» **Directions**: Report how many lines in the data below contain the string "knife". Give the count only.

++++ Recorded information ++++

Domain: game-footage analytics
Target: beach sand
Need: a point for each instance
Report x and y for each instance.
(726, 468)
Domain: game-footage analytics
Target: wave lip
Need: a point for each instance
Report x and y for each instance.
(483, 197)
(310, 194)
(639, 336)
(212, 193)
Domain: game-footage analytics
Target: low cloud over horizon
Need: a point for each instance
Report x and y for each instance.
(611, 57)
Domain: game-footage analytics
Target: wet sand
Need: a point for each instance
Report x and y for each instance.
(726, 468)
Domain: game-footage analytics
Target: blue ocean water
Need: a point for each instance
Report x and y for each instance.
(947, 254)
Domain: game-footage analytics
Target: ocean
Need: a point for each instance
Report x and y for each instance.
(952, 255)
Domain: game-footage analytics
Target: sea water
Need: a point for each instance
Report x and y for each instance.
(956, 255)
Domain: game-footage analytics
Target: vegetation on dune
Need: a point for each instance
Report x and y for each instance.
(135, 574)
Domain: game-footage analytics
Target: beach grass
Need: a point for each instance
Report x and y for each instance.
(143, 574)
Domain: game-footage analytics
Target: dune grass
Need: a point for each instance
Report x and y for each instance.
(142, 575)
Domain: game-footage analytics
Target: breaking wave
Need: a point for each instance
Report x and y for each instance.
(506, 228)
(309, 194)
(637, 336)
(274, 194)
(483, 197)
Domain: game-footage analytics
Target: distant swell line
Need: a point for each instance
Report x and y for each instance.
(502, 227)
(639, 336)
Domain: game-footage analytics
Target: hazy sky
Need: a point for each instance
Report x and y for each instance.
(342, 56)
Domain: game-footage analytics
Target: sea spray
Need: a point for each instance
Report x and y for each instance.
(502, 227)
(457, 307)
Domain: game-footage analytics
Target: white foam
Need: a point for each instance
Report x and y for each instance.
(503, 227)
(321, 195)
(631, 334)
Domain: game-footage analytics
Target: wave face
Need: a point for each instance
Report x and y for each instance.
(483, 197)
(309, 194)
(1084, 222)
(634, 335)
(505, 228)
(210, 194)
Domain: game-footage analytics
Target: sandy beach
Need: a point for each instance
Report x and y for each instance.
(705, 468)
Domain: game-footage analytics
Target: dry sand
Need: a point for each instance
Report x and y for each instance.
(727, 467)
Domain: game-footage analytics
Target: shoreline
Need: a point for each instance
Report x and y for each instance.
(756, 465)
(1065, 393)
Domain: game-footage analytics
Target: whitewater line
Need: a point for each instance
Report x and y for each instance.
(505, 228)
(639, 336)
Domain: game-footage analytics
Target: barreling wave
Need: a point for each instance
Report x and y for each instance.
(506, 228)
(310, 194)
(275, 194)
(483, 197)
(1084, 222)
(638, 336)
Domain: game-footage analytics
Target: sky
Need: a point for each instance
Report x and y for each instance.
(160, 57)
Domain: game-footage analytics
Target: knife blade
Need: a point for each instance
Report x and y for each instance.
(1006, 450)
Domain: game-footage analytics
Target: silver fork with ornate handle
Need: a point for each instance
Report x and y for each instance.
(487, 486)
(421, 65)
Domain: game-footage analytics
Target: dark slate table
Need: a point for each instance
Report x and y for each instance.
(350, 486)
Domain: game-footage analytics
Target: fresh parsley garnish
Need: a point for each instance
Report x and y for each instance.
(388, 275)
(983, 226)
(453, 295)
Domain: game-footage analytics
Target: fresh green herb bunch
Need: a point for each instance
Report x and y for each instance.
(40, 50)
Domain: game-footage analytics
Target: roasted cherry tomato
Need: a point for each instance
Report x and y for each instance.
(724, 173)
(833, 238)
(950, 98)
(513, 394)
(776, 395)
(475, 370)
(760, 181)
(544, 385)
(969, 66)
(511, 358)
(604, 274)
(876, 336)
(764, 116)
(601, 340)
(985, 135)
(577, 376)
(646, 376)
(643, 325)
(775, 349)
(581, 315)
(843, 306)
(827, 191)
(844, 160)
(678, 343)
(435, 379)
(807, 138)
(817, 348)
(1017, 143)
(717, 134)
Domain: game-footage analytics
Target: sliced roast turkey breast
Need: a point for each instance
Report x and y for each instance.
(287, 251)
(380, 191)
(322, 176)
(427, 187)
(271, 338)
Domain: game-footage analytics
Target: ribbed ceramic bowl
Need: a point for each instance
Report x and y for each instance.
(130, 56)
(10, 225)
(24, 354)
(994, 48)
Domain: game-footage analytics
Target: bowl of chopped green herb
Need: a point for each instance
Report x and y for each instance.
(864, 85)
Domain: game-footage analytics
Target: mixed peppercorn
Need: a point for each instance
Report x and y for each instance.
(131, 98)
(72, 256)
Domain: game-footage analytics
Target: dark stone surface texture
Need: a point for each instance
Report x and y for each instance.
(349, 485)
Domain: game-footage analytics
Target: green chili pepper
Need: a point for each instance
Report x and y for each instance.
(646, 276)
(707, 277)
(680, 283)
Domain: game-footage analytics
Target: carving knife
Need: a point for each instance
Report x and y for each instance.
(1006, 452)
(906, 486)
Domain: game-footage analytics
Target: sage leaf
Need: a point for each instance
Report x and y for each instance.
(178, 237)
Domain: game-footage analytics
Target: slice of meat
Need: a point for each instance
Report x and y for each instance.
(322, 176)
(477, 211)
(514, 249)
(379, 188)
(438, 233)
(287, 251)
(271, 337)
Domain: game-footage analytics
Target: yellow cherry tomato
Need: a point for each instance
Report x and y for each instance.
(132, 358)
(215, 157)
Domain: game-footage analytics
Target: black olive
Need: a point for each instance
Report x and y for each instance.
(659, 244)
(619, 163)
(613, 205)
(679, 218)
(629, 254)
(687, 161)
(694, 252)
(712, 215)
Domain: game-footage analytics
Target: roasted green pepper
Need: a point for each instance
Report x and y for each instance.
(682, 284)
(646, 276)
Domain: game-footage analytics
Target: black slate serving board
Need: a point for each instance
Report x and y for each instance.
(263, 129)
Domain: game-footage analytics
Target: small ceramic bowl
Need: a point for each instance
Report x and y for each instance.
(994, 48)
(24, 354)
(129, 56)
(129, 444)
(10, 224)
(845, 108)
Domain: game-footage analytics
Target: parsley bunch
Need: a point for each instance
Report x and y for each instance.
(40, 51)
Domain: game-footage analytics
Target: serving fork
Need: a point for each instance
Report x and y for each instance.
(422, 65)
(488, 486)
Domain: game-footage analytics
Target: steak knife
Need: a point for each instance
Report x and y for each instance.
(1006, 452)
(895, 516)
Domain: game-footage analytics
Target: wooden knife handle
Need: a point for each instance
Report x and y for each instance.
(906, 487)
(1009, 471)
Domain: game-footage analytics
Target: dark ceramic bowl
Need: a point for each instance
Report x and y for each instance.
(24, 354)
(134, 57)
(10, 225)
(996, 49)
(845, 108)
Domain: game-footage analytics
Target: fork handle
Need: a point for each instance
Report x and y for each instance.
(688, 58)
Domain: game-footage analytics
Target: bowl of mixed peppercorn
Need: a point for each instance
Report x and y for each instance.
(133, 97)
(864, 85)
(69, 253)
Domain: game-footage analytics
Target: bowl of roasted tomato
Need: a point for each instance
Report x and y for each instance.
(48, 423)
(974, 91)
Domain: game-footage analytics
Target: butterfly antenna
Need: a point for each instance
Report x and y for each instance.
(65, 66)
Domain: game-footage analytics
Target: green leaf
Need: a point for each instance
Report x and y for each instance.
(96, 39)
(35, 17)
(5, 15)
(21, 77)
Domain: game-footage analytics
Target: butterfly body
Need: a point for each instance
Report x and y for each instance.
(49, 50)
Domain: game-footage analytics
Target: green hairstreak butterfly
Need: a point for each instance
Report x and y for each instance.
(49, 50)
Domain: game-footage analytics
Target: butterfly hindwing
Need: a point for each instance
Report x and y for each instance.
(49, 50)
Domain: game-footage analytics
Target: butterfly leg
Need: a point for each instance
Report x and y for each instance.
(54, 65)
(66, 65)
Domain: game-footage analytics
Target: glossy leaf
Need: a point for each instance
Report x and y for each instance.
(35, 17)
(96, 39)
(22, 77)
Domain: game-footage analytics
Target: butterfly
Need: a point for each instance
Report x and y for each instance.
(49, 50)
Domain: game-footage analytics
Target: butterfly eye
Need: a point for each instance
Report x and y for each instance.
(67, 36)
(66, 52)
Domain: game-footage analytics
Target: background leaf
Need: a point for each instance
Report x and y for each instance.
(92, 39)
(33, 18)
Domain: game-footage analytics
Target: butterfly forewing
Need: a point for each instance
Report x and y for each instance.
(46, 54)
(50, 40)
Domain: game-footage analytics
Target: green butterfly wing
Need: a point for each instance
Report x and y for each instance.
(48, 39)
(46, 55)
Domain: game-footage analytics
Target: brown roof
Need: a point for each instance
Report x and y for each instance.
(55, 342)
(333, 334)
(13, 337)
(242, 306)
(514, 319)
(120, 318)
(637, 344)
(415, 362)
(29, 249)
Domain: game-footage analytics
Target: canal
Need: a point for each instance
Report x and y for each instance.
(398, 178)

++++

» **Problem solution**: 4